Data lines:
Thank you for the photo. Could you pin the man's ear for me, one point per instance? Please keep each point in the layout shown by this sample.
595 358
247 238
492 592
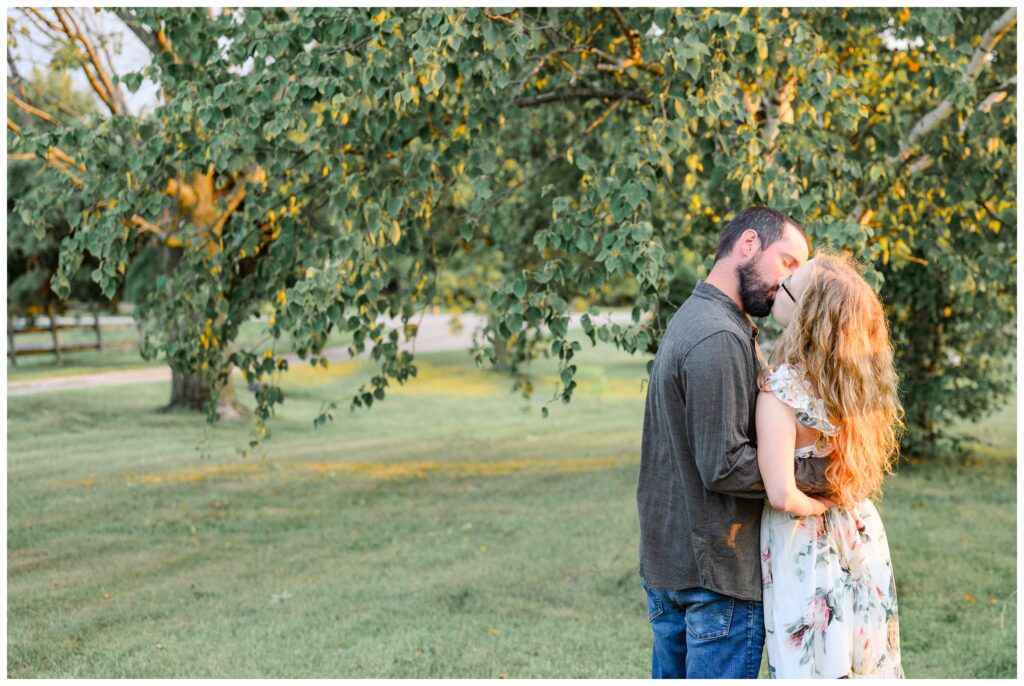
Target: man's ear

What you need to do: Render every line of the material above as a JSON list of strings, one string per line, leaving out blank lines and the pictures.

Complete output:
[
  "Thank you for the photo. Could you pin the man's ear for me, one point per instance? Please keep each point in the layout shown by this sample.",
  "595 358",
  "247 238",
  "492 592",
  "Target: man's ear"
]